Task instructions >> Give each non-blank line of the entries below as a numbered list.

Excerpt from a dataset >>
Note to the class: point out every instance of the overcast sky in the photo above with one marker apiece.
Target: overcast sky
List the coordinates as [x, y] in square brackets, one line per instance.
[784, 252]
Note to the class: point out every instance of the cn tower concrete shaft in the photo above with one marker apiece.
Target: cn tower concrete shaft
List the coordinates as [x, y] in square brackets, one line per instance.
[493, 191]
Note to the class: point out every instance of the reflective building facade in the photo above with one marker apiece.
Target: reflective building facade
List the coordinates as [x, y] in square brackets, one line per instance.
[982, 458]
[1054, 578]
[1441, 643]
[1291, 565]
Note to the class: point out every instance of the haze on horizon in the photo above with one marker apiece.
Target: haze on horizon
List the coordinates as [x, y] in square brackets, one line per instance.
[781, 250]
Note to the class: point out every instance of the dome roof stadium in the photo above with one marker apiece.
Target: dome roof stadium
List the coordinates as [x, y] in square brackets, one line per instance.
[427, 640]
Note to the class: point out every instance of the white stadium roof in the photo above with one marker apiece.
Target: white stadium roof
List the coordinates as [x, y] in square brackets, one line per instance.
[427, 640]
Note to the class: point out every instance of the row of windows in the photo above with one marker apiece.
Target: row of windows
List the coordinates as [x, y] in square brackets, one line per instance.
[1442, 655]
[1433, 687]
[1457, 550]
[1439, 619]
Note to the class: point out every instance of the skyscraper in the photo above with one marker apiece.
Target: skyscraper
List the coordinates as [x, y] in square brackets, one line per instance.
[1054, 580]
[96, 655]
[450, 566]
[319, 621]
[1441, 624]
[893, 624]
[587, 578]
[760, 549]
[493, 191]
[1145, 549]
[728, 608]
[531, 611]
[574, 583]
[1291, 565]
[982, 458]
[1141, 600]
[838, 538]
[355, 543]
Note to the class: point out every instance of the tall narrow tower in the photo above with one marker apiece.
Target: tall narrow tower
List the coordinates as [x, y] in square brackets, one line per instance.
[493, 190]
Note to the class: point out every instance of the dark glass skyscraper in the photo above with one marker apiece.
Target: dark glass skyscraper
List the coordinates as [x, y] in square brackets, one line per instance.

Worked solution >>
1. Note to the class: point out every instance of the overcast sky in the photo above with one marker apiece.
2. Target: overcast sky
3. List the coordinates as [x, y] in square brackets, one line per instance.
4. [784, 252]
5. Note to the class: point out every instance of the cn tower concrete shaft in the photo above with one marker apiece.
6. Target: cn tower concrete shaft
7. List the coordinates as [x, y] in square brackets, one line per instance.
8. [493, 191]
9. Note to the class: point out every instance of the reflective building facade in the photo above with one marker apiece.
10. Target: reflective building facade
11. List the coordinates as [x, y] in square brackets, one line per instance.
12. [982, 458]
13. [1054, 578]
14. [1441, 643]
15. [1291, 565]
16. Note to the class: point out every instance of the haze on horizon in the photo above with one marker apiece.
17. Target: haze on horizon
18. List the coordinates as [x, y] in square brackets, one line per instance.
19. [781, 250]
20. Note to the class: point out every instance of the dome roof stadium in the photo above with one marker apiece.
21. Target: dome roof stadium
22. List the coordinates as [x, y] in square brackets, one line per instance.
23. [427, 640]
24. Note to the class: point out every instance of the white stadium roof in the photo above with one marker apiece.
25. Target: white stadium roof
26. List the coordinates as [x, y] in square brackets, one line per instance.
27. [427, 640]
28. Note to the class: point out every instance of the row of windows in the photo above with one marker apiece.
29. Target: row of windows
30. List the coordinates as [x, y] in square brackets, one line per instance.
31. [1442, 655]
32. [1433, 687]
33. [1457, 550]
34. [1439, 619]
35. Note to the class: point out every instance of the skyscraper in the photo above with one marker apiece.
36. Target: skyscraper
37. List the coordinates as [x, y] in square brackets, one line per instance.
38. [1054, 580]
39. [96, 655]
40. [450, 566]
41. [319, 621]
42. [1441, 624]
43. [893, 624]
44. [587, 578]
45. [760, 549]
46. [493, 191]
47. [1145, 549]
48. [728, 608]
49. [531, 611]
50. [574, 583]
51. [1291, 565]
52. [982, 458]
53. [1141, 600]
54. [838, 538]
55. [355, 543]
56. Note to the class: point out every instance of the tall narrow tower in the photo above with one marker apiece.
57. Target: tall narrow tower
58. List the coordinates as [x, y] in square brackets, one line per instance.
59. [493, 190]
60. Note to the class: point out every instance of the dark glass skyscraper in the photo above with one marker apiece.
61. Target: dark glass skyscraper
62. List the coordinates as [x, y] in square brackets, one line per instance.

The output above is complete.